▶ INSTRUCTIONS FOR THE TASK: Using the data below, count the lines where "instance" appears, and answer with the number alone.

▶ SOURCE RECORDS:
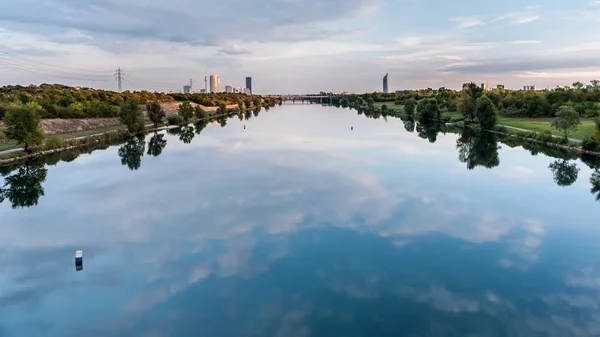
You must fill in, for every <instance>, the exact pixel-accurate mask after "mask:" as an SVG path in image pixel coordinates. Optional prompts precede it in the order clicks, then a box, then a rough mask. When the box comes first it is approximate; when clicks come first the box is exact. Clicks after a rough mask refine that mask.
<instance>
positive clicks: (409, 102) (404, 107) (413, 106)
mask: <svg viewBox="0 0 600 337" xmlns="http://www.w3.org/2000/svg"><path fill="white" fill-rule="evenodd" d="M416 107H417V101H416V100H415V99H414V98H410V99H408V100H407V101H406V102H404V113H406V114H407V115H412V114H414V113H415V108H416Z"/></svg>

...

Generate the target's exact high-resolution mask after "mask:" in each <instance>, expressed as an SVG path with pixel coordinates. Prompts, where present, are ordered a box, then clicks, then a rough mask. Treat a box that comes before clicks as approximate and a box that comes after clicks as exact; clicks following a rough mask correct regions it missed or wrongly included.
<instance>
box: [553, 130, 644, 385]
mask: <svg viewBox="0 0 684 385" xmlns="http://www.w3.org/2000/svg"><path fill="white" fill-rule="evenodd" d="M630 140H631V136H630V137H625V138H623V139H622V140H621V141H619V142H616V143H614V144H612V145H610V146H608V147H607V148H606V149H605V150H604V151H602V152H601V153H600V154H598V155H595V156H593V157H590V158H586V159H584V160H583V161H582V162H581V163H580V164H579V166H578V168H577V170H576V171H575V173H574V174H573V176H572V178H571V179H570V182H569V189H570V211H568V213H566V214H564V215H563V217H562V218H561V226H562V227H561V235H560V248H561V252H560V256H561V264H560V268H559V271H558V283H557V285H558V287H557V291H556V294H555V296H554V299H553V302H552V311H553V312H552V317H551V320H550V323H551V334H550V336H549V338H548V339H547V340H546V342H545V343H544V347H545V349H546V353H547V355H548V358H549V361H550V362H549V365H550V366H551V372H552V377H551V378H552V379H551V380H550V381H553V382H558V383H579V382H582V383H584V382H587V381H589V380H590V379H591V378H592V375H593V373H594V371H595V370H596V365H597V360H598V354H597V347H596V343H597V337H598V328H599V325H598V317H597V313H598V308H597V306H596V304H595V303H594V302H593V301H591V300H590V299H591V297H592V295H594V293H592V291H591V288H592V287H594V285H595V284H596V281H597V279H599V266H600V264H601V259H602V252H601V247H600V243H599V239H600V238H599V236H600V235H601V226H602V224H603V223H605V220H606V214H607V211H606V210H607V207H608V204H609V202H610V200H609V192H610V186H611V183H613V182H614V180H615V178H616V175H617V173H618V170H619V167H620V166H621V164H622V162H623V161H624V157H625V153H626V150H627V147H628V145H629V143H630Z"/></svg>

▶ ANSWER SPACE: 4